Segment Start: Material supplied

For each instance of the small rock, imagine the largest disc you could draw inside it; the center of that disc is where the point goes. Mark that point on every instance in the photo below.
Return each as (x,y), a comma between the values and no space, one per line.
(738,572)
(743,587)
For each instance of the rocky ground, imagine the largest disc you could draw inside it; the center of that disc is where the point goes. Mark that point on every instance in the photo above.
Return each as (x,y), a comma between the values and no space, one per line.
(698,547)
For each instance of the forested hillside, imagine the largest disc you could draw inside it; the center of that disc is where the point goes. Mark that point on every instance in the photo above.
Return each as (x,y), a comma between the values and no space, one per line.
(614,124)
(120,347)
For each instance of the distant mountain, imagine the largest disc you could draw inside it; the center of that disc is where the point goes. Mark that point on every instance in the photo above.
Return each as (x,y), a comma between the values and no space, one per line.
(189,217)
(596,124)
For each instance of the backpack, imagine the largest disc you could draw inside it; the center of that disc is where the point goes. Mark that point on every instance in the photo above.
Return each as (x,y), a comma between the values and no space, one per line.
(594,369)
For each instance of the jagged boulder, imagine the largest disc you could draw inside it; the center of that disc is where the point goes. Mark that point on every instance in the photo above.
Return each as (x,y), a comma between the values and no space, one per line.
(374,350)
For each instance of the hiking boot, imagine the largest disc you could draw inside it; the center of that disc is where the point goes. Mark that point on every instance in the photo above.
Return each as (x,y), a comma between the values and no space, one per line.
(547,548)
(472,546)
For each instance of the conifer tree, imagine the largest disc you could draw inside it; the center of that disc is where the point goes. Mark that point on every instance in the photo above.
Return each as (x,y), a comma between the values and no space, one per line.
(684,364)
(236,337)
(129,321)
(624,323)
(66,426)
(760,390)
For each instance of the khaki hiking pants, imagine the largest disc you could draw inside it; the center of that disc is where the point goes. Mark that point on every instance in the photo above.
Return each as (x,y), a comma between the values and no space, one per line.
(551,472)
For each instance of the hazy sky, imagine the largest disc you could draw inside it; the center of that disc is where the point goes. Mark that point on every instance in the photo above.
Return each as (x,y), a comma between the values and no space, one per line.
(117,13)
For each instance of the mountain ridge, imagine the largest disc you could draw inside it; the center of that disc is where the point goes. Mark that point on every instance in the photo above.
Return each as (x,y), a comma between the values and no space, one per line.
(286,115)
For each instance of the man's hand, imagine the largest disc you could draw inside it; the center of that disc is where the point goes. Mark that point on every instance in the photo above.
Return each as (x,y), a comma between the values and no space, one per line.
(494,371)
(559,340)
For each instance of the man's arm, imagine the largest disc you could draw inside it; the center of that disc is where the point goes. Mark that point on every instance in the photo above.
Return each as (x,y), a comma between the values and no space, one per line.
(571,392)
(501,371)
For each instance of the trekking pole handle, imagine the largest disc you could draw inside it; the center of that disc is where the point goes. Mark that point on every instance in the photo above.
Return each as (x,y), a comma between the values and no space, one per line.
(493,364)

Segment End: Material supplied

→ Aim of the task
Only the lines from the start of the material through the line containing "For each instance of the forested" belong in the answer, each copied exactly.

→ Reply
For each instance of the small rock, imagine the largest disc you could draw inside it; the center of that disc is where the point goes. Mark that point on every instance in the photo below.
Return each as (x,y), a comma between the values and no space, one per line.
(738,572)
(743,587)
For each instance of the rocky ground, imagine the largest disc you could draw inside it; the center of that disc is where the point goes. Mark that point on every instance in the photo above.
Return each as (x,y), a comma between the values and no space, one per line.
(698,547)
For each instance of the forested hillside, imagine the largest disc you could draw inside it; the center of that disc is where the point goes. Mark that point on every instance in the photo above.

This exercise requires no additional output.